## Required action
Once you find the line with "Target: white contrail" in the entries below, return exactly every line from it through the line with "of the blue".

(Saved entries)
****************
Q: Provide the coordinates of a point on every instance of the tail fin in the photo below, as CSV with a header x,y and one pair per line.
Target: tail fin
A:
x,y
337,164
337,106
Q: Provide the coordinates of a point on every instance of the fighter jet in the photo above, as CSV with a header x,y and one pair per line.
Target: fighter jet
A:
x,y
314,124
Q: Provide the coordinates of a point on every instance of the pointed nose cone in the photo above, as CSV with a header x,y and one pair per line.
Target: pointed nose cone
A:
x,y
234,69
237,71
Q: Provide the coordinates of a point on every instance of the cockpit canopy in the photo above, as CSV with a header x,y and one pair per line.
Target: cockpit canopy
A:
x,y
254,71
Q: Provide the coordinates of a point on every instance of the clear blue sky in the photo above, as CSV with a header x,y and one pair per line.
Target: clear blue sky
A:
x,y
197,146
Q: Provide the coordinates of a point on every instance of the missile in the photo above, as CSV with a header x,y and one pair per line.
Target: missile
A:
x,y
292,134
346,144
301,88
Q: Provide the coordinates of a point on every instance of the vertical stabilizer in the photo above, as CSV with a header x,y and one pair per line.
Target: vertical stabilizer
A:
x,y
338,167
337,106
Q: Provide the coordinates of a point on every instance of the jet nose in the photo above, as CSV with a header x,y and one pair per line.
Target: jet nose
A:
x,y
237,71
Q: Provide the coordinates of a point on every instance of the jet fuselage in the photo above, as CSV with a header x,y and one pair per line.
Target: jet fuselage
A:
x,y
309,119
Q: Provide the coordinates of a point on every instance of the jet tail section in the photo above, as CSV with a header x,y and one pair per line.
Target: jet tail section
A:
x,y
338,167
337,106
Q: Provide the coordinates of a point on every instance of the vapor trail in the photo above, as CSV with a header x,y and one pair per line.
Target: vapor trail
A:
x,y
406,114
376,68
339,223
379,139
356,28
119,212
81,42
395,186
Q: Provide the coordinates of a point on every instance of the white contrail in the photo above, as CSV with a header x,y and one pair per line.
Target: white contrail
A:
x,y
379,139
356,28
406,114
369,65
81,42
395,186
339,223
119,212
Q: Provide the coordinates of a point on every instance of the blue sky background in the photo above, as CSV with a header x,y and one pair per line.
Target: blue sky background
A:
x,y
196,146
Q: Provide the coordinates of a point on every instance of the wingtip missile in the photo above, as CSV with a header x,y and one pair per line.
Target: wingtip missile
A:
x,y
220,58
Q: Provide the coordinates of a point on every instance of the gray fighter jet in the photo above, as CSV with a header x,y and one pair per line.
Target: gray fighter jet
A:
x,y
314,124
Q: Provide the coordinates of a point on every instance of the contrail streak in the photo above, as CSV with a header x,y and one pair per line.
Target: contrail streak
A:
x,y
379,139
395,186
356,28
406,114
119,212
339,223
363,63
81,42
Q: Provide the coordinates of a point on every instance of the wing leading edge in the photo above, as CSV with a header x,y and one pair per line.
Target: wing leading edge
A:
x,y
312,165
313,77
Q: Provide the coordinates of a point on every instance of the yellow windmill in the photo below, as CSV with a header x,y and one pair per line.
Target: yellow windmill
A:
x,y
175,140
****************
## Solved problem
Target: white contrail
A:
x,y
379,139
356,28
406,114
369,65
81,42
395,186
339,223
119,212
Q: Provide the coordinates of a point on every instance of the blue sky background in the photo above, as CSV with a header x,y and one pair per line.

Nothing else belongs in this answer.